**** Material for this exercise

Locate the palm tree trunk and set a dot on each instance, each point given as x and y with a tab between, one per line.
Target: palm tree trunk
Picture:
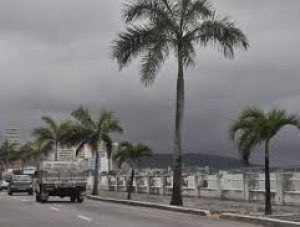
96	175
56	145
131	184
6	161
268	208
177	156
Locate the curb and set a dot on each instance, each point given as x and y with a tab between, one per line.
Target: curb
151	205
269	222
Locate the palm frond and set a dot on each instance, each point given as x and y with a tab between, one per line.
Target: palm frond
152	10
222	33
197	10
83	116
91	139
279	118
132	42
51	123
153	60
42	133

********

● **Written exercise**: Can you pull out the lines starting at the one that contains "Locate the curb" and ending with the last line, reproducing each one word for word?

● **Written response**:
Locate the curb and set a dot on each instance, each point given as x and y with a tab between, one per line.
Target: curb
151	205
269	222
Locate the palm frond and set a dot on each instance, each point given as x and y with a tab between, one per line.
Target: palm frond
152	10
222	33
197	10
83	116
91	139
279	118
132	42
51	123
153	60
42	133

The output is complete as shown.